- TO DO
Beneath this instruction is a listing; print exactly the lines in it starting at the line that contains "Q: Locate the paved" and going through the line that contains "Q: Locate the black tank".

- PROVIDED RECORDS

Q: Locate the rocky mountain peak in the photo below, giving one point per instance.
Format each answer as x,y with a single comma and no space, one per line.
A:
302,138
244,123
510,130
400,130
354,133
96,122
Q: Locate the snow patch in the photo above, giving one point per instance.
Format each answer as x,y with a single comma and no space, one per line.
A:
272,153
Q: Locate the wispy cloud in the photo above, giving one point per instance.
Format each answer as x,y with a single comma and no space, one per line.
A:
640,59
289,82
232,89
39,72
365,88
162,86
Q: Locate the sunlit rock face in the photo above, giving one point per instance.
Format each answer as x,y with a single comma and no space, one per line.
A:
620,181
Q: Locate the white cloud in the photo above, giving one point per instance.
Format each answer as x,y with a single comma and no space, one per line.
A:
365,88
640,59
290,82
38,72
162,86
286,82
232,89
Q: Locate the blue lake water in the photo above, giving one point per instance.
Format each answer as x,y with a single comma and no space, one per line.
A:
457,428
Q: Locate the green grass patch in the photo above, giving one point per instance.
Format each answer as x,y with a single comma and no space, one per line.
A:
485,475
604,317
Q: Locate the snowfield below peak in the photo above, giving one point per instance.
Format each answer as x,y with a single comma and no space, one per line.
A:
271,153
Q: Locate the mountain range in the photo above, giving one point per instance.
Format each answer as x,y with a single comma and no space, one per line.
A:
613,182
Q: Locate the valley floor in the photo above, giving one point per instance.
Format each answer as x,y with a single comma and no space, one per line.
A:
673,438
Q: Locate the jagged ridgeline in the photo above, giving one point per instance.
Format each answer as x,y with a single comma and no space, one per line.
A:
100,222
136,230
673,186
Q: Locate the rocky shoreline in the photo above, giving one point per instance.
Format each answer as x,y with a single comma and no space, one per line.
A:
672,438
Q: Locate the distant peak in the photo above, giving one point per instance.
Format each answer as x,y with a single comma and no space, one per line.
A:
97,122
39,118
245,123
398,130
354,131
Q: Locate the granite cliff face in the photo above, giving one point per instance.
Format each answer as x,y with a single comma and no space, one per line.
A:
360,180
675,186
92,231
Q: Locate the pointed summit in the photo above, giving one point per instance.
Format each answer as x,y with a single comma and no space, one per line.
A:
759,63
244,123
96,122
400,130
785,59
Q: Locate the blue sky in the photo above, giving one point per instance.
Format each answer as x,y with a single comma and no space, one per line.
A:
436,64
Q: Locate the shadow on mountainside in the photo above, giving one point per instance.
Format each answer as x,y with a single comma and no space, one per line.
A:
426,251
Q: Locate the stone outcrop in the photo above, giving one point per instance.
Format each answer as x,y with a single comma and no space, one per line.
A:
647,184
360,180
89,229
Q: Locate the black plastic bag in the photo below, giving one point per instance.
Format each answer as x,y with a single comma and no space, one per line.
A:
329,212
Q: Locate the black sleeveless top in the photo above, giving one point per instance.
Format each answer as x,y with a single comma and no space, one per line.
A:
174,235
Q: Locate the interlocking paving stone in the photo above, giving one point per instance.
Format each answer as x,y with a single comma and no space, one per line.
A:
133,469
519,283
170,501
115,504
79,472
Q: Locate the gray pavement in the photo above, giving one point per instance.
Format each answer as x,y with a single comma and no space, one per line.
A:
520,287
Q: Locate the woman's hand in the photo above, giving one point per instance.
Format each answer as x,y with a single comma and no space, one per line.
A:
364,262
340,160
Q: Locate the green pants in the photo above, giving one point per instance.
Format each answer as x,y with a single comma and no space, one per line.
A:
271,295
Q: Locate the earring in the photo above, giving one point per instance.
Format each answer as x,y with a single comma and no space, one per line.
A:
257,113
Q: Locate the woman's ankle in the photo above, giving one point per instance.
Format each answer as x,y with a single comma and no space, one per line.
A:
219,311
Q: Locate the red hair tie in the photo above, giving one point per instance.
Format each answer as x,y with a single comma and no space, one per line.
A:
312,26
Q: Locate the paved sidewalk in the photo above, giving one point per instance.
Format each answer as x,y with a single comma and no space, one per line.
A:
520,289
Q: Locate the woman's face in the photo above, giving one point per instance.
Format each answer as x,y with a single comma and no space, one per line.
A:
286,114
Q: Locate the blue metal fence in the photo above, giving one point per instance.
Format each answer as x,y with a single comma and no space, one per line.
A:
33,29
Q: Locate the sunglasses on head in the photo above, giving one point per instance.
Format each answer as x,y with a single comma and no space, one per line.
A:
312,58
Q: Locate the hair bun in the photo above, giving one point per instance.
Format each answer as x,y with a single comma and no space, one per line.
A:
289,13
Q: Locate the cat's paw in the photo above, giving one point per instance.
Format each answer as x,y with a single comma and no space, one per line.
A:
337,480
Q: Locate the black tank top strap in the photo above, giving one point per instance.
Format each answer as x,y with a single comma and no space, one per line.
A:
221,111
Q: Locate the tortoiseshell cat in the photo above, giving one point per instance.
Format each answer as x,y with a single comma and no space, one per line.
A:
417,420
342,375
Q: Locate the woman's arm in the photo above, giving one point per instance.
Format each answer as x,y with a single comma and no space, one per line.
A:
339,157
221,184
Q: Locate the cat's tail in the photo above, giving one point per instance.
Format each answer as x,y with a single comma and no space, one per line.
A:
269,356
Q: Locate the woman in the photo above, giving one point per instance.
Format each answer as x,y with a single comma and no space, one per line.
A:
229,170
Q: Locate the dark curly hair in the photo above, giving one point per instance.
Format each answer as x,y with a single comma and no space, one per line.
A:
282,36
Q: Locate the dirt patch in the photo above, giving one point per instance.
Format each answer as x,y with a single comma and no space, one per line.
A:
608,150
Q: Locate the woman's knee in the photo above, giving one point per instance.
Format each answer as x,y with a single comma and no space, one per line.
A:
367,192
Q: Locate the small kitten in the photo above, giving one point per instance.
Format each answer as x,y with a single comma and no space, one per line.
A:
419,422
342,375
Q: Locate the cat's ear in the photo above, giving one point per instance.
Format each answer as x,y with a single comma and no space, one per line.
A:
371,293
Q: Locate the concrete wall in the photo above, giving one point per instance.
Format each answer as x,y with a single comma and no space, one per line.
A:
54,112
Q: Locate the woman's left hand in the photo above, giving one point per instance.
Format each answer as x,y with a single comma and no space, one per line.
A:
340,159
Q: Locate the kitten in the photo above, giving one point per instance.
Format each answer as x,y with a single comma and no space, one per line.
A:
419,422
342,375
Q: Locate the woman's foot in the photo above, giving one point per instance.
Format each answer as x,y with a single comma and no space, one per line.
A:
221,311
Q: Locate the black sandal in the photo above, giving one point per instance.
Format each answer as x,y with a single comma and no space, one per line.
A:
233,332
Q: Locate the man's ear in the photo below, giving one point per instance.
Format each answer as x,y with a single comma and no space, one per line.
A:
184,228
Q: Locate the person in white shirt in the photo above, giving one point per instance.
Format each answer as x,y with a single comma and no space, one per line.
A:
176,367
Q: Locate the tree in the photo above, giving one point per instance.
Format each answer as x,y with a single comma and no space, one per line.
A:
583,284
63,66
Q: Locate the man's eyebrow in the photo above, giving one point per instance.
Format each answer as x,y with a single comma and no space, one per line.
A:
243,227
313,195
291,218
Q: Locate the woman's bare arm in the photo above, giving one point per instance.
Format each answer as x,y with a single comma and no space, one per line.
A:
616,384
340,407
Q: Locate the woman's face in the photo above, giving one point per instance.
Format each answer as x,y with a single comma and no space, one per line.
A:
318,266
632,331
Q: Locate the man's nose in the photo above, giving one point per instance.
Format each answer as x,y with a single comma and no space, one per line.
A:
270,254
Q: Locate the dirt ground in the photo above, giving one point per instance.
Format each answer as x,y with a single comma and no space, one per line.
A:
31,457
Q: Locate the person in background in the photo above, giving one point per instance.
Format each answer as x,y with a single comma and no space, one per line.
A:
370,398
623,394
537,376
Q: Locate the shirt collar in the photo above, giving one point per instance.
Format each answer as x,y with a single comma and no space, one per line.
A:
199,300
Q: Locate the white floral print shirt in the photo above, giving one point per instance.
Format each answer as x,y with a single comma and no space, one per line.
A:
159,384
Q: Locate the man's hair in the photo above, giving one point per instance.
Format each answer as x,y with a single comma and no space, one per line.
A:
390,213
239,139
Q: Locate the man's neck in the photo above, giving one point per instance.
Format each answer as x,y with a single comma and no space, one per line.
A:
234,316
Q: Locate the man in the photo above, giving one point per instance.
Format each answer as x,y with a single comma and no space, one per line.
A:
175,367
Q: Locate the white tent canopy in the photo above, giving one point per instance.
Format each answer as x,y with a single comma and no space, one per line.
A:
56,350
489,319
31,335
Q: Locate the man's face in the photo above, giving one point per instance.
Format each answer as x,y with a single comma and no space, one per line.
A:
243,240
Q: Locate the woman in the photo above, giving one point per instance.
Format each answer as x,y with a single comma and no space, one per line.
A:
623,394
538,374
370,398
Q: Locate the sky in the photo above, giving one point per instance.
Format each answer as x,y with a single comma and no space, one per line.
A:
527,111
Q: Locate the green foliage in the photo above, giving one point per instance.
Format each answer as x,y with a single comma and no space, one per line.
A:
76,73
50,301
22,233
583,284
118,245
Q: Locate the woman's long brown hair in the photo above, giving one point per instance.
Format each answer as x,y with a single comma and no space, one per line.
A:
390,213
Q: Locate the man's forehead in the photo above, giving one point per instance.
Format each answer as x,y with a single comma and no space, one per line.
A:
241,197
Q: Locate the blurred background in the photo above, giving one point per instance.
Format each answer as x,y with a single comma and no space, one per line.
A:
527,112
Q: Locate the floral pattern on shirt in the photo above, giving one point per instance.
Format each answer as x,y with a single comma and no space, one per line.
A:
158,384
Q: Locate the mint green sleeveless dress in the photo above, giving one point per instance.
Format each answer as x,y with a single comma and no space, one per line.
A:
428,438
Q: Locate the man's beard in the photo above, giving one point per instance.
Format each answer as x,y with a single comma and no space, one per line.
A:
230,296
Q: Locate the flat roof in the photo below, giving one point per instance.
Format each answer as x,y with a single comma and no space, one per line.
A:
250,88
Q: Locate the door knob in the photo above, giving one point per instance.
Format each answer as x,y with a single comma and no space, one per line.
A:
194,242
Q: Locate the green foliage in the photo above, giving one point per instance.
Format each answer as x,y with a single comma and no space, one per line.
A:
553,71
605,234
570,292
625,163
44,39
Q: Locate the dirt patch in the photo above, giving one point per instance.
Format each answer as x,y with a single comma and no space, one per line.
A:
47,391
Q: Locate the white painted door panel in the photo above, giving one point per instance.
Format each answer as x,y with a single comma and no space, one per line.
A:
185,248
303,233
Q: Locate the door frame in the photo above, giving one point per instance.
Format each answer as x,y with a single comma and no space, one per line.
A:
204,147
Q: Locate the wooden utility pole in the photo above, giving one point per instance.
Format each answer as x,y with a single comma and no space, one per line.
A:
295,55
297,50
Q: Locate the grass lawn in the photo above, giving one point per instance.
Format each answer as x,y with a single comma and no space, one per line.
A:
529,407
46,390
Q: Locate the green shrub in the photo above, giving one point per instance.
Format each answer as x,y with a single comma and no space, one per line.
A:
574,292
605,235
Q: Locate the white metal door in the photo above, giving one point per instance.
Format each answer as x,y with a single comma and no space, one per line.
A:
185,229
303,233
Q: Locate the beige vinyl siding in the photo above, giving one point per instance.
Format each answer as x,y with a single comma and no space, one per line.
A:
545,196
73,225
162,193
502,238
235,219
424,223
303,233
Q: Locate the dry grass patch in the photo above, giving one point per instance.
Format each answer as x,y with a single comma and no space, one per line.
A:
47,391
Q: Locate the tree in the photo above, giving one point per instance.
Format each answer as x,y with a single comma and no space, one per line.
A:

- WRITTEN RESPONSE
Q: Locate the paved sidewalk in the photo above, giving one point per instance.
Format each answer as x,y with a single comma and no space, one per line.
A:
520,289
Q: Locate the woman's face in the photo above, giving one point per instance.
Format each answer as x,y with a single comma and no space, one per line.
A:
286,114
Q: Locate the blue metal fence in the photo above, giving one point per instance.
Format each answer as x,y with a single comma and no space, one per line.
A:
33,29
Q: Locate the sunglasses on head in the photo above, giving one point per instance.
Format each answer as x,y with a single comma and no space, one per line.
A:
312,58
Q: Locate the hair bun in the photo above, giving one point per instance.
Format each answer as x,y with a single comma and no space, one per line.
A:
289,13
Q: Locate the cat's paw in the photo above, giving one point per instance.
Format each answer as x,y with a single comma and no space, one per line.
A:
337,480
Q: Locate the black tank top strap in the photo above, giving one point per instance.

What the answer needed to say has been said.